* _YOUR OBJECTIVE_
The full set of records must be printed exactly as given.

= = = = =

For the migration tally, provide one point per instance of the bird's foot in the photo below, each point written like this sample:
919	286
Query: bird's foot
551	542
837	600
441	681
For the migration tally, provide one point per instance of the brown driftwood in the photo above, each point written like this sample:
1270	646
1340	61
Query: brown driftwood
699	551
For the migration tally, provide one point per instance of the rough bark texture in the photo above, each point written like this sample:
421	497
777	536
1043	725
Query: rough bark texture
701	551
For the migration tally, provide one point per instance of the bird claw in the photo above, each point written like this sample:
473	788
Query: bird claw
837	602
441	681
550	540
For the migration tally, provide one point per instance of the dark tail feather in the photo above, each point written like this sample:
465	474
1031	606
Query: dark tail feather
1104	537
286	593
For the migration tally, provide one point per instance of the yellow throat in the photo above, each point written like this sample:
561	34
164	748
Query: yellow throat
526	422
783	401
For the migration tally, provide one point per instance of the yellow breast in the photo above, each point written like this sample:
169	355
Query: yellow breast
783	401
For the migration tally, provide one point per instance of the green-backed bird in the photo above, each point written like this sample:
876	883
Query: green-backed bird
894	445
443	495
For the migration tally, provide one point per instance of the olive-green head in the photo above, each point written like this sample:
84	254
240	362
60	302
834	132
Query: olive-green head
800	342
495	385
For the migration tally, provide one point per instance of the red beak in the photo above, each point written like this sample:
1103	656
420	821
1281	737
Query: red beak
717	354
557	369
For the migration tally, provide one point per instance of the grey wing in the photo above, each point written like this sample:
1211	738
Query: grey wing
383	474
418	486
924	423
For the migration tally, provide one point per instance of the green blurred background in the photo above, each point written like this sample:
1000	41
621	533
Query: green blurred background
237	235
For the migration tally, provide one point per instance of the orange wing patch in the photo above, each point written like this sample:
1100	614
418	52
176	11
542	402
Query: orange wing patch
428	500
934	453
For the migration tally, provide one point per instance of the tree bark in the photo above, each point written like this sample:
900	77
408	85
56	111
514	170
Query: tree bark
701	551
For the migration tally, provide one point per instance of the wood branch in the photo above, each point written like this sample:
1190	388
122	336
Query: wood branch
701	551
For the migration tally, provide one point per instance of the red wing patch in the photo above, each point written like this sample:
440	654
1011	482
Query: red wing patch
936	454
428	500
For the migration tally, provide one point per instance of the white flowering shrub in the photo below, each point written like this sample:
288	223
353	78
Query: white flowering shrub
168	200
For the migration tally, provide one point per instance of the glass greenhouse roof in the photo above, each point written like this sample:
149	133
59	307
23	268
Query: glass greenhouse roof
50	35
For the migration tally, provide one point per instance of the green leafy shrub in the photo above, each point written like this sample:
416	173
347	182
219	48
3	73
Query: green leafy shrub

= = = = =

* _REPLY TO THE EXERCISE_
For the migration tally, provide one point per instance of the bird's foot in the photo below, each point written like this sample:
919	286
Query: bird's foot
551	542
837	600
441	681
For the migration tally, provide one point per instance of the brown driftwood in the photo above, each point written like this sample:
1270	646
1340	61
Query: brown driftwood
699	551
For the migration tally, provide one point per instance of the rough bark texture in the photo above, each point written like this sample:
421	497
777	536
1043	725
Query: rough bark texture
701	551
For the migration tally, provide one point per instance of the bird claw in the photo above, each point written like this sample:
473	788
Query: bird claw
837	602
441	681
550	540
For the migration tally, provide one point per instance of the dark tail feather in the photo above, each point written like this sample:
465	474
1031	606
Query: dark tail feather
1104	537
286	593
For the migration tally, provide one point per instance of the yellow throat in the photo above, each point written like this sample:
561	34
164	748
Query: yellow throat
526	422
783	401
For the migration tally, provide one point per instance of the yellow breast in the photo above, each point written like this sample:
169	355
Query: yellow breast
783	401
For the migration tally, provide one point per instance of the green-backed bird in the photo above, each point written like this sample:
876	883
Query: green-backed bird
894	445
443	495
For the migration tally, provide one point per instance of the olive-green head in the photo above, each point written like this sample:
84	254
240	362
60	302
834	132
Query: olive-green head
800	342
495	385
For the migration tally, provide one point per instance of the red beak in the photo above, each point written like this sample:
1103	656
420	821
1281	737
Query: red beak
717	354
557	369
For the migration tally, provide one point per instance of the grey wing in the photo above, each point written like this sample:
1211	738
Query: grey wing
383	474
418	486
924	423
For the migration tally, provide one point per instance of the green blurred background in the photo above, each point written like this sample:
1000	41
621	533
Query: green blurred background
237	235
For the migration tally, provide one point per instance of the orange wing patch in the photo above, each point written like this sample:
1100	614
418	52
176	11
542	402
Query: orange wing patch
428	500
934	453
For the migration tally, provide one point per instance of the tree bark in the photo above, each point written like this sample:
900	77
408	85
56	111
514	170
Query: tree bark
701	551
For the migration tally, provide one point per instance of the wood branch in the photo above, each point written like this sample:
1190	388
122	336
Query: wood branch
701	551
For the migration tally, provide one point per instance of the red wing patch in the photo above, each point written like this sample:
440	654
1011	482
Query: red wing patch
936	454
428	500
For the migration tally, provide one point per instance of the white flowering shrub in the photo below, each point written like this sample:
288	223
353	78
Query: white flowering shrub
168	200
For the migration tally, provide one point per instance of the glass greenhouse roof in the photo above, each point written like this sample:
149	133
59	307
23	268
Query: glass greenhouse roof
50	35
For the migration tally, provide one point per instance of the green leafy shrub in the photo above, each point written like this sample:
416	173
347	182
219	48
3	73
Query: green leafy shrub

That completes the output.